DOCUMENT TEXT:
==================================================
Solved: Re: Help with finding "closely" matched records in data sets

WGE914 · Posted 07-30-2015 08:35 AM

I have an external file which contains mailing addresses (City, State, zip, etc ...) and I need a way to join that data with data in a table which contains the same information. Addresses are often misspelled, and this can happen with any aspect be it the state, zip, city, street, etc... I need a way to find the record in the database which most "likely" is the record represented in the datafile. A simple join or Proc Compare would only give exact matches or the mismatches, and that would be too limiting. Is there a process which would find the exact matches and the closest match based on matching variables (e.g. External.Zip - Internal.Zip, External.City_name - Internal.CIty, etc...). Also, any process which allows me to prioritize the variables and provides output on the level of the match (90%, 95%, ...) would be ideal.

RW9 · Posted 07-30-2015 09:08 AM

You could concatenate them together:

where soundex(catx(",",a.city,a.state,a.street))=soundex(catx(",",b.city,b.state,b.street))

Or just and them together (which is probably better):

where soundex(a.city)=soundex(b.city) and soundex(a.state)=... and ...

View solution in original post

RW9 · Posted 07-30-2015 08:49 AM

First guess would be soundex() function. Have a look at this paper, has an example of matching cities where there is misspellings:

http://www2.sas.com/proceedings/sugi29/072-29.pdf

WGE914 · Posted 07-30-2015 08:54 AM

Is there a way to do this with multiple variables at once (e.g. City, State, and street)?

RW9 · Posted 07-30-2015 09:08 AM

You could concatenate them together:

where soundex(catx(",",a.city,a.state,a.street))=soundex(catx(",",b.city,b.state,b.street))

Or just and them together (which is probably better):

where soundex(a.city)=soundex(b.city) and soundex(a.state)=... and ...

WGE914 · Posted 07-30-2015 09:17 AM

That second option may work...I'm just hoping the AND doesn't leave out too many records which have a missing state or city value in one data set. Ideally, if city is missing in one, then match on zip. If zip is missing then match on street, etc... Looks like it will have to be several SQL processes with unions, using one field at a time as the join. Thanks.

RW9 · Posted 07-30-2015 10:09 AM

Just layer your where clause:

...

where (a.city is null and a.state is null and soundex(a.street)=soundex(b.street) ) or

(a.city is null and soundex(a.state)=soundex(b.state) and soundex(a.street)=soundex(b.street)) or

(soundex(a.city)=soundex(b.city) and soundex(...)
==================================================
PROBLEMS TO SOLVE:
1. Put this sentence from the forum thread on matching address records into Spanish: "A simple join or Proc Compare would only give exact matches or the mismatches, and that would be too limiting."
2. In the forum thread on matching address records, list every address part that the first post names as open to misspelling.
3. Carry on the forum thread about matching address records from the point where it stops.

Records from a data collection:
==================================================
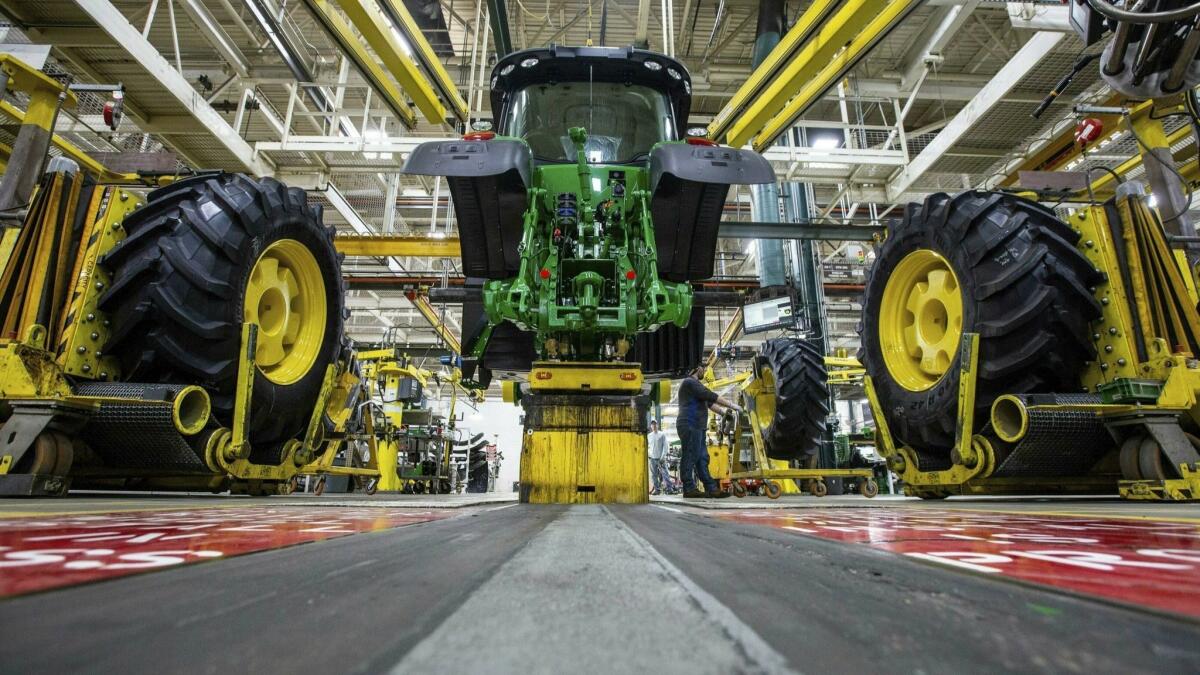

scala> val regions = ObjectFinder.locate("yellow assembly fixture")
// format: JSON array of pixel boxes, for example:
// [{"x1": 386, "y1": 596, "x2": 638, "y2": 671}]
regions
[
  {"x1": 338, "y1": 0, "x2": 467, "y2": 125},
  {"x1": 306, "y1": 0, "x2": 416, "y2": 129},
  {"x1": 334, "y1": 233, "x2": 462, "y2": 258},
  {"x1": 708, "y1": 0, "x2": 919, "y2": 151}
]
==================================================
ANSWERS BY TASK:
1. Un simple join o Proc Compare solo daría las coincidencias exactas o las discrepancias, y eso sería demasiado limitante.

2. state, zip, city, street

3.
MikeZdeb · Posted 07-30-2015 02:11 PM

Hi. If you are planning to use the SOUNDEX+SQL approach, the SOUNDS LIKE operator (=*) does a SOUNDEX comparison. Also, when comparing the content of multiple variables, you might consider adding a score. For example, if you find that all three variables (street, city, state) match using SOUNDEX, the matched obervations would receive a higher score that if fewer than all three matched. By the way, there are no rules in the SOUNDEX routine to for numbers, so you cannot compare zip codes.

data test;

input (name1 name2) (:$10.) @@;

datalines;

SMITH SMITH SMITHE SMYTHE SMITH ZMITH 12203 12203 13345 12209

;

proc sql;

title "SOUNDEX FUNCTION";

select * from test where soundex(name1) = soundex(name2);

title "SOUNDS LIKE OPERATOR";

select * from test where name1 =* name2;

title "SOUNDS LIKE OPERATOR + ADD A NUMERIC SCORE";

select *, name1 =* name2 as score from test;

quit;

SOUNDEX FUNCTION

name1 name2

SMITH SMITH

SMITHE SMYTHE

12203 12203

13345 12209

SOUNDS LIKE OPERATOR

name1 name2

SMITH SMITH

SMITHE SMYTHE

12203 12203

13345 12209

SOUNDS LIKE OPERATOR + ADD A NUMERIC SCORE

name1 name2 score

SMITH SMITH 1

SMITHE SMYTHE 1

SMITH ZMITH 0

12203 12203 1

13345 12209 1

However, I think that you are taking a really easy way out by just using SOUNDEX to match records. There are a lot of SAS character functions (and CALL ROUTINES) that allow you to do string comparisons. A few are SPEDIS, COMPGED, and COMPLEV. Each of those provides you with a score that can be used to evaluatae just how close two strings. Modifying the online example in SAS help for rhe SPEDIS function ...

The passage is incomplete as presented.